### TASK DETAILS
Your task is to print, exactly and only, the lines from the start of the entries below through the line with "rough mask: <svg". Include both ends, but skip the pictures.

### DATASET EXTRACT
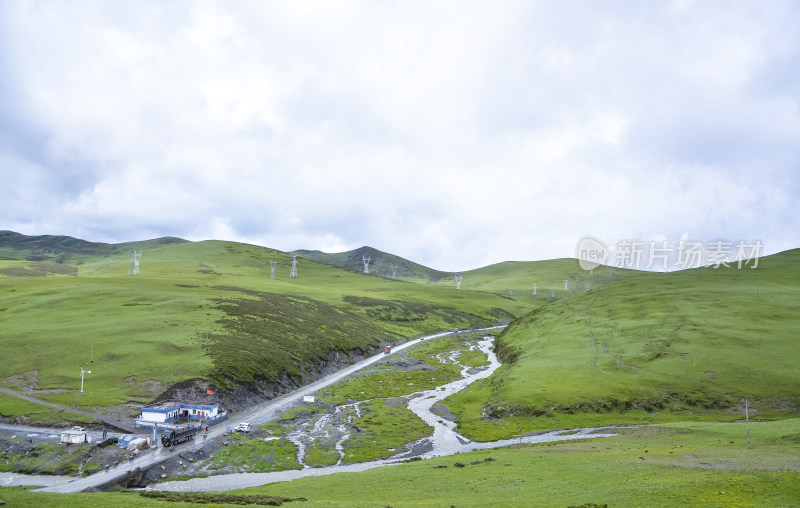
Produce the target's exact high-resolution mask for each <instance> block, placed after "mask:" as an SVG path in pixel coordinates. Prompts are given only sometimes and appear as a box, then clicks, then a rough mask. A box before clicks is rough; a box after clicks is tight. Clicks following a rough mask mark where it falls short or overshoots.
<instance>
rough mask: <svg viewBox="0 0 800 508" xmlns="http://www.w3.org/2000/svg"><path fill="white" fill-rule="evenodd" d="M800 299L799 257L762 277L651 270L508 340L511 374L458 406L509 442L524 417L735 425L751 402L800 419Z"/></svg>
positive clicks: (508, 350) (509, 359)
mask: <svg viewBox="0 0 800 508" xmlns="http://www.w3.org/2000/svg"><path fill="white" fill-rule="evenodd" d="M799 302H800V250H792V251H787V252H783V253H780V254H776V255H773V256H769V257H765V258H762V259H760V260H759V265H758V268H756V269H751V268H750V267H746V266H745V267H743V268H742V269H738V268H737V267H736V265H731V267H730V268H724V267H721V268H720V269H717V270H715V269H713V268H698V269H693V270H687V271H682V272H675V273H670V274H660V273H642V274H639V275H638V276H636V277H632V278H630V279H628V280H623V281H620V282H619V283H617V284H612V285H609V286H607V287H605V288H603V289H600V290H597V291H595V290H592V291H590V292H586V293H582V294H578V295H576V296H575V297H573V298H570V299H563V300H559V301H556V302H552V303H549V304H547V305H544V306H542V307H539V308H538V309H536V310H534V311H532V312H531V313H529V314H528V315H526V316H525V317H523V318H521V319H519V320H517V321H515V322H514V323H513V324H512V325H511V326H509V327H508V329H506V330H505V331H504V333H503V334H501V336H500V337H499V338H498V344H497V347H498V352H499V355H500V357H501V359H502V361H503V362H504V364H505V365H504V366H503V367H502V368H500V369H498V371H497V372H496V373H495V375H494V376H492V377H491V378H490V379H489V380H488V381H487V382H485V383H483V384H482V385H476V387H475V388H474V389H471V390H470V391H469V392H467V393H463V394H460V395H457V396H455V397H453V398H452V399H451V400H450V401H449V402H450V408H451V410H453V411H454V412H456V413H459V414H460V417H461V420H460V425H462V426H463V427H466V428H470V427H472V428H473V430H475V431H476V432H477V433H478V434H480V431H479V430H478V429H480V428H482V427H485V429H484V430H487V429H492V428H495V429H496V430H497V429H500V427H503V429H504V430H502V432H501V433H506V434H508V432H510V431H511V429H510V427H511V423H510V422H511V421H512V420H513V418H514V417H520V419H519V420H516V423H514V424H513V425H518V426H520V427H522V428H523V429H524V428H526V427H527V428H529V429H533V428H542V427H553V426H561V425H569V423H567V422H570V421H572V422H573V423H575V424H593V423H598V422H604V423H609V422H612V423H613V422H624V421H647V420H653V419H654V418H655V419H656V420H657V419H658V417H657V416H654V414H655V413H659V412H662V411H664V412H666V413H672V414H673V416H675V415H678V414H680V415H682V416H681V417H682V418H683V417H685V418H689V419H691V418H699V417H701V415H703V414H705V415H707V416H708V417H710V418H712V419H718V418H723V419H724V418H725V416H724V415H725V414H728V417H729V418H730V419H734V418H738V417H740V416H739V411H740V408H738V406H739V405H740V404H742V405H743V404H744V402H743V399H744V398H747V399H749V401H750V403H751V404H754V405H755V406H756V408H757V409H756V411H760V412H761V414H762V415H765V414H768V413H770V412H771V411H778V412H779V411H780V410H783V409H792V408H794V409H795V410H796V409H797V408H799V407H800V362H798V360H800V355H799V354H798V351H800V348H798V346H800V344H798V337H800V320H798V319H797V316H798V312H800V303H799ZM724 410H729V411H734V412H728V413H725V412H724ZM715 411H716V412H715ZM720 411H722V412H720ZM734 413H735V414H734ZM509 417H512V418H511V419H509ZM526 418H527V419H526ZM498 419H499V420H498ZM501 421H502V422H503V423H502V425H501V423H500V422H501ZM487 431H488V432H491V430H487ZM513 431H515V432H516V431H517V428H516V427H514V429H513Z"/></svg>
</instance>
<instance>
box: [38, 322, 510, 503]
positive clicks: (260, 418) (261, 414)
mask: <svg viewBox="0 0 800 508" xmlns="http://www.w3.org/2000/svg"><path fill="white" fill-rule="evenodd" d="M501 328H505V326H493V327H490V328H482V329H480V330H474V331H476V332H482V331H489V330H499V329H501ZM464 331H465V332H466V331H467V330H464ZM452 334H453V332H441V333H437V334H435V335H428V336H426V337H422V338H419V339H414V340H410V341H408V342H406V343H405V344H401V345H399V346H395V347H394V348H392V353H396V352H398V351H402V350H404V349H406V348H408V347H411V346H413V345H415V344H419V343H420V342H422V341H424V340H430V339H436V338H439V337H444V336H446V335H452ZM385 357H386V355H384V354H383V353H380V354H377V355H375V356H371V357H369V358H366V359H364V360H362V361H360V362H358V363H355V364H353V365H351V366H350V367H346V368H344V369H342V370H340V371H338V372H336V373H335V374H331V375H330V376H328V377H325V378H322V379H320V380H318V381H315V382H313V383H311V384H309V385H306V386H304V387H302V388H300V389H298V390H295V391H293V392H291V393H288V394H286V395H282V396H281V397H278V398H276V399H273V400H271V401H269V402H265V403H264V404H260V405H258V406H256V407H255V408H253V409H251V410H249V411H244V412H242V413H239V414H238V415H237V416H236V417H235V418H232V419H230V420H228V422H227V423H226V425H230V426H235V425H236V424H238V423H240V422H249V423H266V422H269V421H271V420H273V419H275V418H277V416H278V414H279V413H281V412H283V411H284V410H286V409H288V408H289V407H291V406H292V404H295V403H297V402H298V401H300V400H302V398H303V395H307V394H310V393H313V392H316V391H317V390H321V389H322V388H325V387H326V386H329V385H331V384H333V383H335V382H337V381H339V380H340V379H342V378H344V377H346V376H349V375H350V374H353V373H354V372H356V371H358V370H361V369H363V368H364V367H367V366H369V365H371V364H373V363H375V362H377V361H378V360H380V359H382V358H385ZM224 432H225V426H223V425H218V426H216V427H212V428H210V429H209V432H208V437H209V438H214V437H218V436H220V435H222V434H223V433H224ZM203 441H204V440H203V439H202V438H201V439H196V440H194V441H188V442H186V443H183V444H180V445H178V449H179V450H181V451H189V450H195V449H199V448H201V447H202V446H203V444H204V443H203ZM170 453H172V452H170V451H169V450H168V449H166V448H163V447H159V448H158V449H157V450H155V451H149V452H146V453H144V454H142V455H140V456H138V457H137V458H135V459H134V460H131V461H128V462H126V463H124V464H120V465H118V466H115V467H112V468H110V469H107V470H105V471H101V472H99V473H95V474H93V475H91V476H87V477H86V478H80V479H76V480H75V481H73V482H70V483H65V484H62V485H54V486H51V487H45V488H43V489H39V490H41V491H43V492H59V493H73V492H81V491H82V490H84V489H87V488H90V487H94V488H96V487H99V486H101V485H105V484H108V483H111V482H113V481H116V480H118V479H119V478H121V477H123V476H124V475H125V474H126V473H127V472H128V471H132V470H134V469H136V468H137V467H138V468H142V469H148V468H150V467H153V466H155V465H157V464H159V463H161V462H163V461H165V460H167V459H168V458H169V457H170V456H171V455H170Z"/></svg>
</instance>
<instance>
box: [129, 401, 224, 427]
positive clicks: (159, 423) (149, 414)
mask: <svg viewBox="0 0 800 508" xmlns="http://www.w3.org/2000/svg"><path fill="white" fill-rule="evenodd" d="M227 418H228V414H227V412H225V411H220V410H219V402H213V403H211V402H208V403H206V402H162V403H161V404H158V405H155V406H150V407H143V408H142V414H141V415H140V416H139V418H136V419H135V420H134V422H133V426H134V427H149V428H152V427H154V426H155V425H156V424H174V423H178V422H184V421H187V420H189V421H190V420H196V421H198V422H200V423H201V424H206V425H213V424H215V423H218V422H220V421H222V420H226V419H227Z"/></svg>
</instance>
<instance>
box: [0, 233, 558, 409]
mask: <svg viewBox="0 0 800 508" xmlns="http://www.w3.org/2000/svg"><path fill="white" fill-rule="evenodd" d="M142 247H144V255H143V258H142V261H141V273H140V275H138V276H128V275H127V273H128V266H129V255H128V249H129V248H137V249H141V248H142ZM0 253H2V256H1V257H2V258H3V259H0V328H1V329H2V342H3V347H4V352H5V354H6V355H8V357H9V358H13V361H11V362H3V363H2V364H0V385H2V386H4V387H7V388H11V389H16V390H24V391H27V392H29V393H31V394H33V395H35V396H38V397H40V398H43V399H45V400H48V401H51V402H55V403H59V404H63V405H67V406H72V407H84V406H85V407H87V408H96V407H98V406H113V405H120V404H124V403H128V402H131V403H133V404H134V405H136V404H140V403H144V402H148V401H150V400H153V399H154V398H155V397H157V396H158V395H159V394H161V393H163V392H164V391H165V390H166V389H167V388H168V387H170V386H172V385H175V384H178V383H181V382H185V381H187V380H191V379H196V380H199V381H198V383H200V384H202V383H205V384H208V385H209V386H213V387H216V388H218V389H222V391H223V393H224V392H225V391H226V390H227V391H230V392H232V391H233V390H234V388H235V387H237V386H238V387H241V386H242V385H248V386H249V387H250V388H251V389H255V390H256V391H257V390H262V391H263V390H265V389H266V388H265V386H266V385H265V383H266V384H269V383H274V382H276V381H277V380H279V378H280V380H281V382H283V383H286V382H287V377H288V378H289V381H292V379H293V380H294V381H292V382H294V383H298V382H300V381H301V379H303V378H304V377H305V378H308V377H309V376H313V375H314V374H313V373H314V372H315V371H316V370H319V369H320V368H322V367H323V366H324V365H323V363H324V362H328V361H332V360H334V359H338V360H337V361H340V362H341V361H347V358H348V355H353V354H355V355H358V354H364V353H366V352H368V351H370V350H375V349H376V348H378V347H380V346H382V345H383V344H386V343H392V342H397V341H400V340H403V339H404V338H409V337H413V336H418V335H420V334H424V333H429V332H434V331H439V330H443V329H451V328H454V327H459V328H469V327H477V326H483V325H490V324H493V323H496V322H497V321H503V320H504V321H506V322H508V321H510V320H512V319H513V318H514V317H516V316H521V315H523V314H525V313H526V312H528V311H530V310H531V309H533V308H536V307H537V306H539V305H542V304H544V303H546V302H547V301H548V299H549V296H548V298H543V297H537V298H533V297H532V296H531V295H529V294H527V295H515V296H514V297H510V296H508V295H501V294H495V293H492V292H488V291H478V290H475V291H471V290H467V289H466V288H464V287H462V289H461V290H460V291H457V290H455V288H454V287H453V285H448V284H432V283H430V278H429V279H426V280H425V281H421V280H417V281H410V280H392V279H389V278H382V277H373V276H366V275H363V274H361V273H359V272H357V271H353V270H348V269H342V268H338V267H335V266H330V265H326V264H320V263H317V262H313V261H311V260H309V259H306V258H303V257H301V258H300V259H299V262H298V273H299V277H298V278H296V279H290V278H289V270H290V263H291V261H290V256H289V254H287V253H284V252H279V251H275V250H271V249H267V248H263V247H258V246H253V245H245V244H238V243H232V242H221V241H204V242H186V241H183V240H180V239H174V238H165V239H157V240H151V241H146V242H136V243H130V244H116V245H110V244H94V243H90V242H84V241H82V240H76V239H72V238H69V237H25V236H24V235H18V234H16V233H8V232H6V233H4V234H3V235H2V236H0ZM373 259H377V256H376V257H373ZM271 260H273V261H277V262H278V263H279V266H278V268H277V270H276V278H275V280H270V276H269V275H270V269H269V261H271ZM550 263H556V265H555V266H554V267H553V268H543V269H545V270H548V271H552V272H553V273H554V277H555V273H556V272H558V271H559V270H561V267H560V263H561V262H541V264H542V265H543V266H545V265H548V264H550ZM378 266H380V265H378ZM417 266H419V265H417ZM518 276H519V277H520V278H521V279H525V278H526V277H527V276H528V274H527V273H524V272H523V271H520V272H519V274H518ZM566 276H567V275H564V277H566ZM487 277H488V276H487ZM506 277H507V278H513V277H514V275H513V274H511V275H506ZM564 277H562V278H564ZM487 280H488V278H487ZM554 280H555V278H554ZM503 284H506V282H503ZM520 284H523V283H522V282H520ZM525 284H527V282H525ZM562 296H563V295H562ZM81 367H83V368H84V369H87V370H88V369H91V370H92V374H87V375H86V376H85V392H86V394H85V395H84V396H79V395H78V392H79V388H80V369H81ZM0 407H2V404H0ZM0 413H1V414H4V415H6V416H9V415H10V414H9V412H7V411H6V412H3V411H0ZM11 416H13V414H12V415H11Z"/></svg>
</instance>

### EXERCISE RESPONSE
Produce the target's exact high-resolution mask for each <instance> block, placed after "mask:" as an SVG path in pixel coordinates. Prompts are given only sometimes and appear as a box, then clicks, then a rough mask. A box before clicks is rough; a box after clicks is tight. Clicks following a rough mask mark where it falls short or overshoots.
<instance>
rough mask: <svg viewBox="0 0 800 508" xmlns="http://www.w3.org/2000/svg"><path fill="white" fill-rule="evenodd" d="M800 299L799 257L762 277L651 270L508 340L511 374L458 406L509 442L524 417L735 425L751 402L800 419Z"/></svg>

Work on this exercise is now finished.